Records from a data collection

────────

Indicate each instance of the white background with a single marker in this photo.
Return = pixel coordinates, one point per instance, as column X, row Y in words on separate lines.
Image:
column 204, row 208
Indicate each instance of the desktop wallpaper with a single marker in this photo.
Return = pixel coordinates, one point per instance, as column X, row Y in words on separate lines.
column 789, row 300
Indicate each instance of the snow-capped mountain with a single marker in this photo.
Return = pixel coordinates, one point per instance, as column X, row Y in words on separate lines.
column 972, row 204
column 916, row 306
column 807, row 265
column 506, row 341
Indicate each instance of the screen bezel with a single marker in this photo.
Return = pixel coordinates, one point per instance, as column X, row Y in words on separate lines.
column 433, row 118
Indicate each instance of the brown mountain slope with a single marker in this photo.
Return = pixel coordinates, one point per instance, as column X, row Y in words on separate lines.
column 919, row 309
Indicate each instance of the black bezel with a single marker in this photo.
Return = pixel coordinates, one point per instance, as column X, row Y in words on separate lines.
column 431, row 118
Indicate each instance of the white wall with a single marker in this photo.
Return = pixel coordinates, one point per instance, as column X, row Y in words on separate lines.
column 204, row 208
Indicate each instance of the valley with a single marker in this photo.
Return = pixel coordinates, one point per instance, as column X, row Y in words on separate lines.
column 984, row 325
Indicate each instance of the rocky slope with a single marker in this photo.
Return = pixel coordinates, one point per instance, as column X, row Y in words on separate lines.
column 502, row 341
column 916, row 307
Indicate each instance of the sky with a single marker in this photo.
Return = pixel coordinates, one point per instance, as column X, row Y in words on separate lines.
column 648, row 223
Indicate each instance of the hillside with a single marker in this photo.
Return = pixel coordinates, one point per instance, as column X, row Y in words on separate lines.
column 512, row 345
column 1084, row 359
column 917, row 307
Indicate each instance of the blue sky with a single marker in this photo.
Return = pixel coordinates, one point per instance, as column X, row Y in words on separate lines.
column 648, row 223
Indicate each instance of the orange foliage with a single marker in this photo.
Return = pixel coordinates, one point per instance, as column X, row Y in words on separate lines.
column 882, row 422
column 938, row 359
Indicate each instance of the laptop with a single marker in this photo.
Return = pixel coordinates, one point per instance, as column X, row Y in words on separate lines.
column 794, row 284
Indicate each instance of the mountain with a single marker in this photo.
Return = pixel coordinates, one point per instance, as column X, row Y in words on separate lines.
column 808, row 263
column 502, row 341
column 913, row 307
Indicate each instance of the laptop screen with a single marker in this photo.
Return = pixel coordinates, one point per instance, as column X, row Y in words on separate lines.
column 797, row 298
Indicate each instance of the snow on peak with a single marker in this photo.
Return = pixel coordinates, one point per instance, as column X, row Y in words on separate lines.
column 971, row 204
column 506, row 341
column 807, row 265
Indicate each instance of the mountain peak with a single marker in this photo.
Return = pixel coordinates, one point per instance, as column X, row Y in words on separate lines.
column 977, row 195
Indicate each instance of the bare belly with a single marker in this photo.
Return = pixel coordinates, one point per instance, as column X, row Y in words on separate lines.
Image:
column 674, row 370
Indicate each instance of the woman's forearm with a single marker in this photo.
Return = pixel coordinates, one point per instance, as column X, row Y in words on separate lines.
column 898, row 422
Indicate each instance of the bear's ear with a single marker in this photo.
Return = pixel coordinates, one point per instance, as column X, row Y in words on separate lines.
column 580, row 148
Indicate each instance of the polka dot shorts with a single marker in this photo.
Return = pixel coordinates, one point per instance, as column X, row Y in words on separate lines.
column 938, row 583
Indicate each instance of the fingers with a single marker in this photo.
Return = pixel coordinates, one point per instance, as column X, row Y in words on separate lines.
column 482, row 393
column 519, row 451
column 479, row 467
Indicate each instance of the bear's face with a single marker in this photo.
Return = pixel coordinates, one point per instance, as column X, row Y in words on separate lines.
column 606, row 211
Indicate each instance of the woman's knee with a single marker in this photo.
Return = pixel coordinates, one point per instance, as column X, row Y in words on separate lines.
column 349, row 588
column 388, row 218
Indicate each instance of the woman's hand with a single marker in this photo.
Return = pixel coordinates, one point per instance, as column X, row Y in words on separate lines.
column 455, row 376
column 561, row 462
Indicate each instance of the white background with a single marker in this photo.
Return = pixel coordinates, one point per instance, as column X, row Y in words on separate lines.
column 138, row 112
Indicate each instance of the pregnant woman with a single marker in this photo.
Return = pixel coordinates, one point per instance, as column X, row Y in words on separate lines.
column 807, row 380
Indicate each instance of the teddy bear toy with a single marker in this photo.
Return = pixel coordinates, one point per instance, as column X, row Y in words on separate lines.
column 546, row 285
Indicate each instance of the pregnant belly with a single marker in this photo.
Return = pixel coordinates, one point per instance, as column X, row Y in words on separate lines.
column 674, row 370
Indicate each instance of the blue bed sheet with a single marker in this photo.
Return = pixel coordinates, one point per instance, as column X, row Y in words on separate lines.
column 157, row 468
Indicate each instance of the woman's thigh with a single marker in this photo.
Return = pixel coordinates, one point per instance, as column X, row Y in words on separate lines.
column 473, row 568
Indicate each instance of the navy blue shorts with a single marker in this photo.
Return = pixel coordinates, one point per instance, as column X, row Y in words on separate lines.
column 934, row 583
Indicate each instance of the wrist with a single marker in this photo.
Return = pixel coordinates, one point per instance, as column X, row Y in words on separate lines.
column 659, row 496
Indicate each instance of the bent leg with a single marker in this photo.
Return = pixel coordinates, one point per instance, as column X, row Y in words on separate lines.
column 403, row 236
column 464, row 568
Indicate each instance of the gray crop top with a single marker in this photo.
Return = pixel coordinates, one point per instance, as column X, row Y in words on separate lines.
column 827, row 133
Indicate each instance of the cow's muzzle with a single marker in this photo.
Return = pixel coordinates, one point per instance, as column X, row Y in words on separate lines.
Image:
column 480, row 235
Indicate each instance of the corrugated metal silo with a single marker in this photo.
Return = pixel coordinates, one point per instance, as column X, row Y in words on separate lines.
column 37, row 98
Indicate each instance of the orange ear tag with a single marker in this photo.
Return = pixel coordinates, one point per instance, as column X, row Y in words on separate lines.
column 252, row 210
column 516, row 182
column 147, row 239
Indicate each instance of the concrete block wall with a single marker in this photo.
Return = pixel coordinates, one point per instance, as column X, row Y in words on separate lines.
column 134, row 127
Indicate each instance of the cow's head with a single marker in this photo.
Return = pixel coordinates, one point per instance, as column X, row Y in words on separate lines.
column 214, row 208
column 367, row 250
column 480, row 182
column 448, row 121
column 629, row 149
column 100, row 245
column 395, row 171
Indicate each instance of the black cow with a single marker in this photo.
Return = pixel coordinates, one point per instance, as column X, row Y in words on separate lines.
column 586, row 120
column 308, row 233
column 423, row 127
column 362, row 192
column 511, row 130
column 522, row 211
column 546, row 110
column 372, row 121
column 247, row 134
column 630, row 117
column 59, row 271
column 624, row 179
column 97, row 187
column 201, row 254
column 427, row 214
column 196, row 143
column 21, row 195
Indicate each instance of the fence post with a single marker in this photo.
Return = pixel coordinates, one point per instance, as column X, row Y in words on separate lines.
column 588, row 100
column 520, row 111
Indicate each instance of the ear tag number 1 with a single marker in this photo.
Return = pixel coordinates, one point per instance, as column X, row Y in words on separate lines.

────────

- EXERCISE:
Rewrite the lines between the one containing "Indicate each instance of the orange ear" and the one containing "column 21, row 195", inclusive, substituting "dot" for every "marker" and leaving everything else unchanged.

- EXERCISE RESULT:
Indicate each instance of the orange ear tag with a single dot in this photo.
Return = pixel coordinates, one point per instance, as column X, row Y in words on separate lines.
column 252, row 210
column 516, row 182
column 147, row 239
Indicate each instance of the concrete block wall with a single dot in this photo.
Return = pixel coordinates, one point per instance, as column X, row Y in words on separate lines.
column 134, row 127
Indicate each instance of the cow's head with a single dot in this photo.
Return = pixel coordinates, one point per instance, as column X, row Y in words on separate lines.
column 214, row 208
column 367, row 250
column 480, row 182
column 448, row 121
column 629, row 149
column 100, row 245
column 395, row 171
Indicate each instance of the black cow with a single dot in this photo.
Return = pixel coordinates, one point per instance, as column X, row Y in words on separate lines.
column 586, row 120
column 308, row 233
column 423, row 127
column 362, row 192
column 511, row 130
column 522, row 211
column 546, row 110
column 372, row 121
column 247, row 134
column 630, row 117
column 59, row 271
column 624, row 179
column 97, row 187
column 201, row 254
column 427, row 214
column 196, row 143
column 21, row 195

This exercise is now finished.